## Assignment
Nothing less than an exact copy of all the records is required.

## Data for processing
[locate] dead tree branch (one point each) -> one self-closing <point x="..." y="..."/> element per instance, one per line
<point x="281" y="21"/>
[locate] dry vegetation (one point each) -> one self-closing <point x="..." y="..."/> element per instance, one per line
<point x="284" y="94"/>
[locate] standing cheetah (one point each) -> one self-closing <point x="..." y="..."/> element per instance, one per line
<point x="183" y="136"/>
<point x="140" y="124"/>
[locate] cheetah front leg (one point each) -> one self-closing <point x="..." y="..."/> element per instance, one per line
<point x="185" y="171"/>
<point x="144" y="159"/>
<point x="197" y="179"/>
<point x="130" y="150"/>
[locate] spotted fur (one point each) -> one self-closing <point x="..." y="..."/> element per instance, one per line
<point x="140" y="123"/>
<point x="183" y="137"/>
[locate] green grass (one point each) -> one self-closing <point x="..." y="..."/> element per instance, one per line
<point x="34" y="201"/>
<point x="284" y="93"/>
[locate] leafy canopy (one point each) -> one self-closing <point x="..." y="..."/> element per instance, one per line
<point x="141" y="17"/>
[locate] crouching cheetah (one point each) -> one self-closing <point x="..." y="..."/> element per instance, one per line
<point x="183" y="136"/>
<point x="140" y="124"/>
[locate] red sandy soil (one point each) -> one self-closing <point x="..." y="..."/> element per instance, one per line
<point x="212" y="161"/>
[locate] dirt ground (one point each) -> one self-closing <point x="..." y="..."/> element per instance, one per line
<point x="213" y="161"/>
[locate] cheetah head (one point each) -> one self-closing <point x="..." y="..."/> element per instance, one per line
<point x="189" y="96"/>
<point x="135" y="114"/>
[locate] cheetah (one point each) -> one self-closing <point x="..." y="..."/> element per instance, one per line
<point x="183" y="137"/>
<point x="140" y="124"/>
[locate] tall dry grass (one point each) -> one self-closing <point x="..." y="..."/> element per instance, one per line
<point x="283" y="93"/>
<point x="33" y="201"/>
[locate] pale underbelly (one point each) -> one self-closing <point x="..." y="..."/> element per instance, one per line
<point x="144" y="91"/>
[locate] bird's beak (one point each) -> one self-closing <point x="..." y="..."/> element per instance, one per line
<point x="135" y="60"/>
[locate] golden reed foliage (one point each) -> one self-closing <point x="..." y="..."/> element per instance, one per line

## Result below
[locate] dead tree branch (one point each) -> one self-closing <point x="..." y="..."/> element per instance, one per line
<point x="281" y="21"/>
[locate] dry vegetation (one point each) -> one self-closing <point x="..." y="..."/> element per instance, one per line
<point x="284" y="94"/>
[locate] standing cheetah (one point each) -> one self-closing <point x="..." y="..."/> element per instance, one per line
<point x="183" y="136"/>
<point x="140" y="124"/>
[locate] cheetah front leg (one point each) -> one self-closing <point x="..." y="..."/> element per instance, one per line
<point x="185" y="171"/>
<point x="144" y="159"/>
<point x="197" y="179"/>
<point x="130" y="150"/>
[locate] spotted fur (one point each) -> one self-closing <point x="..." y="..."/> element per instance, one per line
<point x="140" y="123"/>
<point x="183" y="137"/>
[locate] green grass (one point each) -> one self-closing <point x="..." y="..."/> element per instance, one per line
<point x="34" y="201"/>
<point x="284" y="93"/>
[locate] leafy canopy (one point each) -> one self-closing <point x="..." y="..."/> element per instance, one per line
<point x="141" y="17"/>
[locate] crouching cheetah (one point each) -> one self-closing <point x="..." y="..."/> element per instance, one per line
<point x="183" y="136"/>
<point x="140" y="124"/>
[locate] red sandy soil (one point each) -> one self-closing <point x="..." y="..."/> element per instance, one per line
<point x="212" y="161"/>
[locate] dirt ground (one point each) -> one self-closing <point x="..." y="..."/> element per instance, one per line
<point x="213" y="161"/>
[locate] cheetah head (one point each) -> one self-closing <point x="..." y="..."/> element per instance, one per line
<point x="189" y="96"/>
<point x="135" y="114"/>
[locate] cheetah (one point each) -> one self-closing <point x="..." y="..."/> element per instance, one per line
<point x="183" y="137"/>
<point x="140" y="124"/>
[locate] tall dry grass (one point each) -> one self-closing <point x="..." y="..."/> element per instance, one per line
<point x="283" y="93"/>
<point x="33" y="201"/>
[locate] pale underbelly (one point each) -> one self-closing <point x="..." y="..."/> element per instance, one per line
<point x="144" y="91"/>
[locate] bird's beak (one point each) -> one self-closing <point x="..." y="..."/> element per instance, one per line
<point x="135" y="60"/>
[locate] golden reed foliage (one point each) -> one self-closing <point x="..." y="..."/> element per instance, one per line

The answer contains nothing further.